══ PROVIDED PASSAGE ══

The city of Garland is a suburb of Dallas, Texas. Its Water Utilities Department came into being in 1922 when the city's first water and sewer system was completed with $100,000 in bonds. By 1946, 10 cities in the vicinity united with the idea of creating a lake, and they began construction on the Lavon Reservoir. By 1952, in response to a drought that would last much longer than expected, Garland had drilled its fifth well and erected two more storage tanks holding 250,000 and 500,000 gallons. To increase the efficiency of pumping operations and maintain water pressures across the existing elevations of the city, the distribution system was split into two separate pressure zones in 1986. In 1996 and 1997, two additional ground storage tanks were installed along with various pump upgrades to provide for projected water demands. Today, Garland's water distribution and storage network comprises six pump stations, eight ground storage tanks, two elevated storage tanks, and the pipe network that provides safe, high-quality potable water to its customers.

Of course, this mushrooming network of infrastructure requires maintenance. Knowing where 40 or more vehicles are per day in relationship to these maintenance demands becomes critical. Therefore, the city of Garland has implemented a custom automated work order and vehicle location system based on ArcIMS into its water utilities field operations. This system has strengthened the department's ability to better manage its field resources and service orders. The system is a hybrid locator system that is part of the department's strategic technologies plan and serves as a guiding light document for system enhancements and keeping pace with rising citizen expectations. One of the primary plan objectives was to use the existing ArcIMS system to deliver more than infrastructure mapping across the intranet.

How the System Started

The city of Garland GIS Department has been using ArcIMS to distribute GIS data throughout the organization for four years. The water utility data is converted into GIS format, initially as shapefiles and now as features in ArcSDE, and displayed as an ArcIMS interactive map; the water utility deployed in-vehicle mobile digital terminals (MDTs) to diminish the need for paper maps.

═══
══ RECORD LIST ══

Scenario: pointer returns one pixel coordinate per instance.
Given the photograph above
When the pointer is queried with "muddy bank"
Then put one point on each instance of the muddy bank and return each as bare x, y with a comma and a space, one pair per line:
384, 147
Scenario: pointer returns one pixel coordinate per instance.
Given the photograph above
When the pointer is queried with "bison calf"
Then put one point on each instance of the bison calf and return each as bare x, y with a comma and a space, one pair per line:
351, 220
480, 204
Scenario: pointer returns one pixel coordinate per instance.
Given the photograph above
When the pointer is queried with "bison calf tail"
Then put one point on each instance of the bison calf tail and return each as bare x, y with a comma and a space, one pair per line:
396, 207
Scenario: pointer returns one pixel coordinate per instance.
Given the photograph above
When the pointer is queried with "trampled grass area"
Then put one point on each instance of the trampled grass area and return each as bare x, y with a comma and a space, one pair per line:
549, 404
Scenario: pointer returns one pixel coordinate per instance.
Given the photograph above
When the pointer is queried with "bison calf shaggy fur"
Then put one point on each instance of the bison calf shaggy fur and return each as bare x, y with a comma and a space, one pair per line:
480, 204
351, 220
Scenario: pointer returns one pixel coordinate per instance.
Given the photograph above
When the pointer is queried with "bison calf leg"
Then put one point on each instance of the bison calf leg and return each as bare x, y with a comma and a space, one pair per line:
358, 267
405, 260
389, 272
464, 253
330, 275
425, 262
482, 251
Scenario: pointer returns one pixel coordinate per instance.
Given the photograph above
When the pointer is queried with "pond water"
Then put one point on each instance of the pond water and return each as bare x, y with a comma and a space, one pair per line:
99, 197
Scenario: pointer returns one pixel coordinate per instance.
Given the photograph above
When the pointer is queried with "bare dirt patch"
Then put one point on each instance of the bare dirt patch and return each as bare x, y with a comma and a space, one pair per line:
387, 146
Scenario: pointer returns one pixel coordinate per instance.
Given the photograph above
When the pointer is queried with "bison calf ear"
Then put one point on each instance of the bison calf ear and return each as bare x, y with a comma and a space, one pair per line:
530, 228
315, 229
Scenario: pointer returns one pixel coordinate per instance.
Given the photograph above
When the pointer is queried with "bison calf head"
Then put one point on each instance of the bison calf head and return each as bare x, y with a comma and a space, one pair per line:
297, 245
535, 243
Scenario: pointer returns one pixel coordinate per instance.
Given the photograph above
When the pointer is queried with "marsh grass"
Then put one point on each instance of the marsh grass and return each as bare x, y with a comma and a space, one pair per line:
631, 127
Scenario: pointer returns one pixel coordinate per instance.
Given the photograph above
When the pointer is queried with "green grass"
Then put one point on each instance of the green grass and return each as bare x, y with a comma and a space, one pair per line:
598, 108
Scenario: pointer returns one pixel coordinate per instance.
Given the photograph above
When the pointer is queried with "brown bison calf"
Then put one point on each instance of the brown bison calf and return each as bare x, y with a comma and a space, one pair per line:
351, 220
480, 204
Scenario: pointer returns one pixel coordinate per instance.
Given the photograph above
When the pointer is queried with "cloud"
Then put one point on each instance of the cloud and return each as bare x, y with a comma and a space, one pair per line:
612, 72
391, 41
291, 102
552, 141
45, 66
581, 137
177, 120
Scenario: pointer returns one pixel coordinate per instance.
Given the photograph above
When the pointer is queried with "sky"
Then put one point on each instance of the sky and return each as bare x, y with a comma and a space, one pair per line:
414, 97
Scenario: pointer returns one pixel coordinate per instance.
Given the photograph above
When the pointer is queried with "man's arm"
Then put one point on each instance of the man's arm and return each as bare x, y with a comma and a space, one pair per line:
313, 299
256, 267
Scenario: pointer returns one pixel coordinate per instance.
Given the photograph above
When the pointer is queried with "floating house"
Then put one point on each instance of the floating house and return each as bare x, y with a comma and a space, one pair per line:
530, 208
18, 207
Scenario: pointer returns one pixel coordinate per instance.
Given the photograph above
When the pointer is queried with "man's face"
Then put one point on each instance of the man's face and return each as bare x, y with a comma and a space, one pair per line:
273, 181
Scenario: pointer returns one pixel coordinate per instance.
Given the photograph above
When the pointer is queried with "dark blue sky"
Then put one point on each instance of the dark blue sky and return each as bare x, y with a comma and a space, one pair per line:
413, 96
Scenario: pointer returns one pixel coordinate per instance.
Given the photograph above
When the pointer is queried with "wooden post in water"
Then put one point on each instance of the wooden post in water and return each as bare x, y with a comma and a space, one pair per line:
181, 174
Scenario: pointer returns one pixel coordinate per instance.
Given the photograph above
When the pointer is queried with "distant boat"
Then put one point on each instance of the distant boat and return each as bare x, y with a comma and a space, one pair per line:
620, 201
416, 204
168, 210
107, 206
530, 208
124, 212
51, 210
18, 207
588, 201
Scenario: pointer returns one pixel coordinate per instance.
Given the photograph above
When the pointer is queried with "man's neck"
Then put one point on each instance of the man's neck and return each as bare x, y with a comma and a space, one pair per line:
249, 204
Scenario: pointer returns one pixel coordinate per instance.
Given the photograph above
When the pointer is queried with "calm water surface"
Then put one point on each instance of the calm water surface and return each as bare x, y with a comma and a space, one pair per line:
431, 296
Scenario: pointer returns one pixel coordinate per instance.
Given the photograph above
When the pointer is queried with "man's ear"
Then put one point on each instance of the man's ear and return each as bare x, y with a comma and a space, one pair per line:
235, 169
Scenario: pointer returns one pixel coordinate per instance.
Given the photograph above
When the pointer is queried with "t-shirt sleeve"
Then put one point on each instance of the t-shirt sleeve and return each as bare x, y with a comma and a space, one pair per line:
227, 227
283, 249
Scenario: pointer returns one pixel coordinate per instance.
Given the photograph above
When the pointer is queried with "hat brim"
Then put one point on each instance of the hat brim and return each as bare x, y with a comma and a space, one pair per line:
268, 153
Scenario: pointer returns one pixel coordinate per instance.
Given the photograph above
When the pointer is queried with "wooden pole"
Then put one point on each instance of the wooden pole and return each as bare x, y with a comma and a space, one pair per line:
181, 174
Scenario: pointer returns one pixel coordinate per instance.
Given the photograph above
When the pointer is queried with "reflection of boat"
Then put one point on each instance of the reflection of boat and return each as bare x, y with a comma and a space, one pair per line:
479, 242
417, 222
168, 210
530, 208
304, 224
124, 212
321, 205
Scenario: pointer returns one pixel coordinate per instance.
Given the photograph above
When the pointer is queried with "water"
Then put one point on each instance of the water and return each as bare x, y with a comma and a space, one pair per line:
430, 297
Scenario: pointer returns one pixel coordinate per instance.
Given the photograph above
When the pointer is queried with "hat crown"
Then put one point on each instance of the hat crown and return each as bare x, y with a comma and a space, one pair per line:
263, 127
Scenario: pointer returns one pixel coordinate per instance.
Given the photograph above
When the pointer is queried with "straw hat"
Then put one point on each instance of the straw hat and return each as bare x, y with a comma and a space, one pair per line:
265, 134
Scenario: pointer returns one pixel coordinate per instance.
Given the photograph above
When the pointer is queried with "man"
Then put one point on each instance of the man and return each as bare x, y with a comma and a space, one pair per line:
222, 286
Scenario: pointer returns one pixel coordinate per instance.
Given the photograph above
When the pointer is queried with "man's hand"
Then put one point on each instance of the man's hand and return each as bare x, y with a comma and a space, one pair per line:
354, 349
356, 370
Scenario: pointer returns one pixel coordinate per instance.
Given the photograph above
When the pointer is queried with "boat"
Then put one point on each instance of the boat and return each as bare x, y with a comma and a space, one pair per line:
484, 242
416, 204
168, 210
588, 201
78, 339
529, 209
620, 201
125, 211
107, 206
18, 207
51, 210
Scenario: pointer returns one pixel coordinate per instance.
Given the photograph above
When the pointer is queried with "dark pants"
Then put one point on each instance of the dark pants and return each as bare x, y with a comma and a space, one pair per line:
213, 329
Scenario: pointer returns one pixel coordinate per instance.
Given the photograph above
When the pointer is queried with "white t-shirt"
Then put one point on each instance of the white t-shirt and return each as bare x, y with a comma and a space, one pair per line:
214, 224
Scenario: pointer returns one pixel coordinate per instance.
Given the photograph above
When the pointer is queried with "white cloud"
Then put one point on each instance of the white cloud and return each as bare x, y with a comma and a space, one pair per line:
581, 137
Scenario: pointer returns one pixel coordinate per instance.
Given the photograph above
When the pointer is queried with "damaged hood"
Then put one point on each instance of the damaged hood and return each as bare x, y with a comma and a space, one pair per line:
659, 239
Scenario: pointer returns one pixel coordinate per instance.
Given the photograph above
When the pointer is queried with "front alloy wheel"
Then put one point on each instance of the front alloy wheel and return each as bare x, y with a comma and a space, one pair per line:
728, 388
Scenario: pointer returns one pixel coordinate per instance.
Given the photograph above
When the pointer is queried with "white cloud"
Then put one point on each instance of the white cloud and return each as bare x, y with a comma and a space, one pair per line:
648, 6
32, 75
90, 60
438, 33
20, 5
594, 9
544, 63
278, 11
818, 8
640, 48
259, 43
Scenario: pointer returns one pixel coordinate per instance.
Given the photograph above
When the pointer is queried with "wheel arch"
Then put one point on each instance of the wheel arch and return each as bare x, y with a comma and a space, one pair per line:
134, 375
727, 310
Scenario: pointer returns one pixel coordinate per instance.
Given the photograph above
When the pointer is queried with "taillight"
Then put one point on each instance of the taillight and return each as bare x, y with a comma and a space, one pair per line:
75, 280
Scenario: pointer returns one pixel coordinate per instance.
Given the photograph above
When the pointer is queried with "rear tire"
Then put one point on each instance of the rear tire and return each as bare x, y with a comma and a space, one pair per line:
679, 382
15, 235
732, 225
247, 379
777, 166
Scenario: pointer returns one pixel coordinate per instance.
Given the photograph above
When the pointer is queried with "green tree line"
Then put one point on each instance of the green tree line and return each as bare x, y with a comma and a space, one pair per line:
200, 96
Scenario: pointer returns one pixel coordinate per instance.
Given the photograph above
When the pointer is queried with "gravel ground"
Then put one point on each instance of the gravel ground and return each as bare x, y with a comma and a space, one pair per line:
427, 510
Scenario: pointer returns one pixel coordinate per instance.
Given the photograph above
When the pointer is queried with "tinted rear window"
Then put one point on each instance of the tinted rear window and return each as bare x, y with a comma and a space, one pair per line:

═══

**TASK PROMPT:**
Using the passage on Garland's water utilities, answer each part:
(a) In what year was the distribution system split into two separate pressure zones?
(b) How many vehicles per day does the department need to track?
(c) For how long has the city's GIS Department been using ArcIMS to distribute GIS data?
You can answer from the text alone, without the records.

**RESPONSE TO THIS TASK:**
(a) 1986
(b) 40 or more
(c) Four years